William Jameson & Co. v. Morgenthau

Decision Date22 December 1938
Docket NumberNo. 440.,440.
Citation25 F. Supp. 771
PartiesWILLIAM JAMESON & CO. Inc., v. MORGENTHAU, Secretary of the Treasury, et al.
CourtU.S. District Court — District of Columbia

John F. Moore, of Washington, D. C. (Debevoise, Stevenson, Plimpton & Page, of New York City, of counsel), for plaintiff.

David A. Pine, U. S. Atty., of Washington, D. C., Thurman W. Arnold, Asst. Atty. Gen., Berkeley W. Henderson, Sp. Asst. to Atty. Gen., and John Paulding Brown, Atty. Federal Alcohol Administration, of Washington, D. C., for defendants.

Before VINSON, Associate Justice, United States Court of Appeals for the District of Columbia, and WHEAT, Chief Justice, and ADKINS, Justice, District Court of the United States for the District of Columbia.

ADKINS, Justice.

Plaintiff William Jameson & Company, Inc., a Delaware corporation, is engaged in the business of importing whiskey into the United States and of selling the same in interstate commerce.

···

Copy out the full opinion excerpt above, word for word, with nothing added or left out. The material that comes next has nothing to do with this.

#### Recorded information:
···

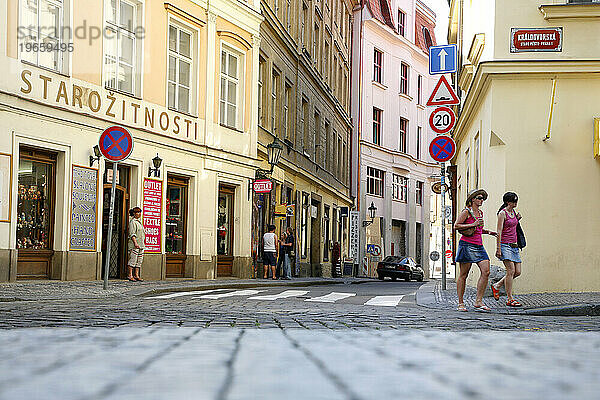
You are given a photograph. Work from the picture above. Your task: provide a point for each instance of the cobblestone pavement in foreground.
(228, 364)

···

#### Exercise output:
William Jameson & Co. v. Morgenthau

Decision Date22 December 1938
Docket NumberNo. 440.,440.
Citation25 F. Supp. 771
PartiesWILLIAM JAMESON & CO. Inc., v. MORGENTHAU, Secretary of the Treasury, et al.
CourtU.S. District Court — District of Columbia

John F. Moore, of Washington, D. C. (Debevoise, Stevenson, Plimpton & Page, of New York City, of counsel), for plaintiff.

David A. Pine, U. S. Atty., of Washington, D. C., Thurman W. Arnold, Asst. Atty. Gen., Berkeley W. Henderson, Sp. Asst. to Atty. Gen., and John Paulding Brown, Atty. Federal Alcohol Administration, of Washington, D. C., for defendants.

Before VINSON, Associate Justice, United States Court of Appeals for the District of Columbia, and WHEAT, Chief Justice, and ADKINS, Justice, District Court of the United States for the District of Columbia.

ADKINS, Justice.

Plaintiff William Jameson & Company, Inc., a Delaware corporation, is engaged in the business of importing whiskey into the United States and of selling the same in interstate commerce.